* **Tujuan**
Bisakah Anda mengembalikan seluruh teks berita tentang perombakan kabinet di bawah ini tanpa mengubah satu kata pun?

* **Teks Bacaan**
%%
Rabu 03 Aug 2016 15:19 WIB

Pengamat: Aspek Politik Pengaruhi Jokowi dalam Rombak Kabinet

Beberapa menteri baru Kabinet Kerja II berfoto bersama usai pengumuman perombakan kabinet oleh Presiden Joko Widodo di Istana Merdeka, Jakarta, Rabu (27/7).  (Republika/Wihdan)
Foto: Republika/ Wihdan
Beberapa menteri baru Kabinet Kerja II berfoto bersama usai pengumuman perombakan kabinet oleh Presiden Joko Widodo di Istana Merdeka, Jakarta, Rabu (27/7). (Republika/Wihdan)

REPUBLIKA.CO.ID, JAKARTA -- Akademisi politik Universitas Brawijaya Malang, Fajar Shodiq Ramadlan berpendapat pergantian seorang menteri, bukan hanya menyangkut pencapaian kerjanya saja, melainkan juga berkaitan dengan dukungan politik.

"Seorang menteri diganti, bukan soal capaian kerja saja tetapi juga berkaitan dengan dukungan politik. Presiden Jokowi dan Wakil Presiden Jusuf Kalla pasti mempertimbangkan risiko dan untung rugi pergantian menteri, contohnya dampak secara politis dan teknis," ujar Fajar ketika mengomentari perombakan kabinet yang diumumkan baru-baru ini.
%%
* **Data Tercatat**
%%
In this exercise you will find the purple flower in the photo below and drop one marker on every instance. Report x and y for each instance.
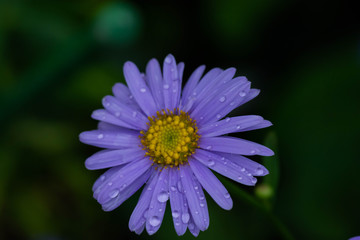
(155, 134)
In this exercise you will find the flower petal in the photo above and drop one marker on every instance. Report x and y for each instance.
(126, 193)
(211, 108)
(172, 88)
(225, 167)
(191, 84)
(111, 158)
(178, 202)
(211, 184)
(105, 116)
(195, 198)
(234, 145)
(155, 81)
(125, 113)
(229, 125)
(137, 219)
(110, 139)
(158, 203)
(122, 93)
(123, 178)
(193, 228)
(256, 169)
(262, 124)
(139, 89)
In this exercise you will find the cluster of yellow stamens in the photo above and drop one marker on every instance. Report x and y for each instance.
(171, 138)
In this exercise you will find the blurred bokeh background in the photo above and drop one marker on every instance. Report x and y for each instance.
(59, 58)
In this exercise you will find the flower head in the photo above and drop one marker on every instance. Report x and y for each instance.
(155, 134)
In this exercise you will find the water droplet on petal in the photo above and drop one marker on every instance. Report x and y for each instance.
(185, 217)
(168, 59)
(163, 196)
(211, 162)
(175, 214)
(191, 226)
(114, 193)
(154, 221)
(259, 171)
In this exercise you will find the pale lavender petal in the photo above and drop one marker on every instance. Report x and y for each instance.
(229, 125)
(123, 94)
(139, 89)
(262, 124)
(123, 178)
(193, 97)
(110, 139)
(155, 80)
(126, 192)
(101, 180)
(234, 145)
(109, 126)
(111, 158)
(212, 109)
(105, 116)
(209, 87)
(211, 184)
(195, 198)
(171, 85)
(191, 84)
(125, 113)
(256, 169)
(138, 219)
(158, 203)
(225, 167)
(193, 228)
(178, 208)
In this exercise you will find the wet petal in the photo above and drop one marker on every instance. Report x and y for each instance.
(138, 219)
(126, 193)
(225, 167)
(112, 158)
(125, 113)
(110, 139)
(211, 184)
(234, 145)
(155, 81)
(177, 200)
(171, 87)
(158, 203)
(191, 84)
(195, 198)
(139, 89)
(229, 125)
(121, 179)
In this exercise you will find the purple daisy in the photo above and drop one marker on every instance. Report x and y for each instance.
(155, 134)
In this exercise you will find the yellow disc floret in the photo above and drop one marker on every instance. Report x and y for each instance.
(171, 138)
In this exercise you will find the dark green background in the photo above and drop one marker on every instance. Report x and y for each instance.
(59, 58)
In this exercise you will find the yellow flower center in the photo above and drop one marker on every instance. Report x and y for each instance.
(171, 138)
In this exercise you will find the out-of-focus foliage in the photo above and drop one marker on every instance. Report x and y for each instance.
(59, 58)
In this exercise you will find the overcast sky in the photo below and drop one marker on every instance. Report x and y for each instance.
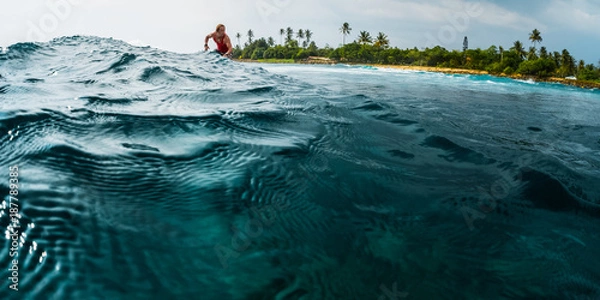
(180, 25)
%%
%%
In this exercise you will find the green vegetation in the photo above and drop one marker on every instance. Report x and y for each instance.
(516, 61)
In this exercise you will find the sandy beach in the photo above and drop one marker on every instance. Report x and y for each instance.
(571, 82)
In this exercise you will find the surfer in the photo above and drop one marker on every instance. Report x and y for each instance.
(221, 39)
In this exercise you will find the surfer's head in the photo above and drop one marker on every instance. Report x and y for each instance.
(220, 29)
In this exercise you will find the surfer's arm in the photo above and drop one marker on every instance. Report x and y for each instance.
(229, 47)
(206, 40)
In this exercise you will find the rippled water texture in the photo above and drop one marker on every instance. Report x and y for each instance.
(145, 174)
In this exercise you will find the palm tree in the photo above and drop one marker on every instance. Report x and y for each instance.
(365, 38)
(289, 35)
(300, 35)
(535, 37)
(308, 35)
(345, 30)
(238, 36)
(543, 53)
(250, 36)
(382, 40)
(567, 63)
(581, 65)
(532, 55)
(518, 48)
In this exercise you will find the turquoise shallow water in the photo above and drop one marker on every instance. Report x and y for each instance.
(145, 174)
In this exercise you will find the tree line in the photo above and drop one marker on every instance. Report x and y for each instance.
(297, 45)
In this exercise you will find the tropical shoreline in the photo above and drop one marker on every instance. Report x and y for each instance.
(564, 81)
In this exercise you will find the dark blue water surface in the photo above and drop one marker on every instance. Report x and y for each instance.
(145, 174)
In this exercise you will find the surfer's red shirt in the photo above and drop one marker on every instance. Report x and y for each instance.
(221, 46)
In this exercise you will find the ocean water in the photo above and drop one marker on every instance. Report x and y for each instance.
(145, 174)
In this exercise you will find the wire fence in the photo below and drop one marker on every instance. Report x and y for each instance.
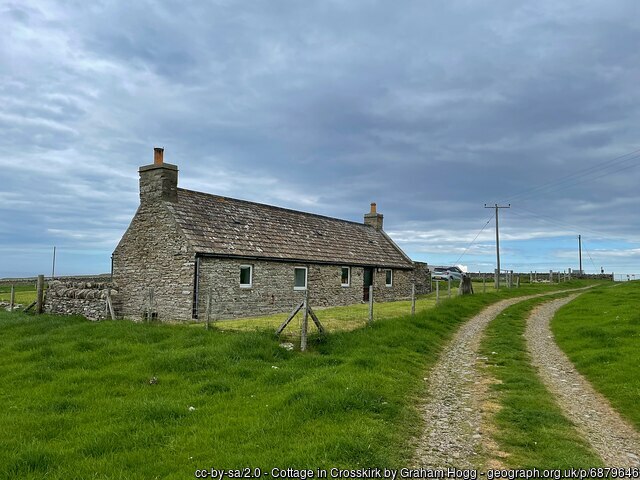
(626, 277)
%%
%%
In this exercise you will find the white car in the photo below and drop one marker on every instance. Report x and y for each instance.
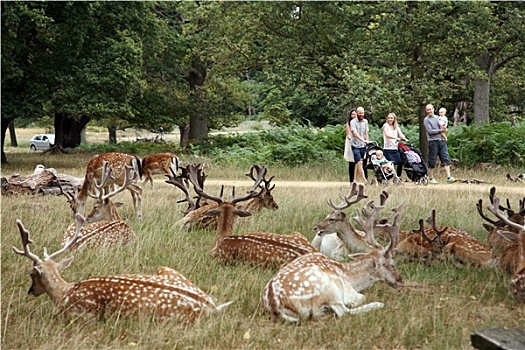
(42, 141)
%%
* **Penyelesaian**
Rabu 03 Aug 2016 15:19 WIB

Pengamat: Aspek Politik Pengaruhi Jokowi dalam Rombak Kabinet

Beberapa menteri baru Kabinet Kerja II berfoto bersama usai pengumuman perombakan kabinet oleh Presiden Joko Widodo di Istana Merdeka, Jakarta, Rabu (27/7).  (Republika/Wihdan)
Foto: Republika/ Wihdan
Beberapa menteri baru Kabinet Kerja II berfoto bersama usai pengumuman perombakan kabinet oleh Presiden Joko Widodo di Istana Merdeka, Jakarta, Rabu (27/7). (Republika/Wihdan)

REPUBLIKA.CO.ID, JAKARTA -- Akademisi politik Universitas Brawijaya Malang, Fajar Shodiq Ramadlan berpendapat pergantian seorang menteri, bukan hanya menyangkut pencapaian kerjanya saja, melainkan juga berkaitan dengan dukungan politik.

"Seorang menteri diganti, bukan soal capaian kerja saja tetapi juga berkaitan dengan dukungan politik. Presiden Jokowi dan Wakil Presiden Jusuf Kalla pasti mempertimbangkan risiko dan untung rugi pergantian menteri, contohnya dampak secara politis dan teknis," ujar Fajar ketika mengomentari perombakan kabinet yang diumumkan baru-baru ini.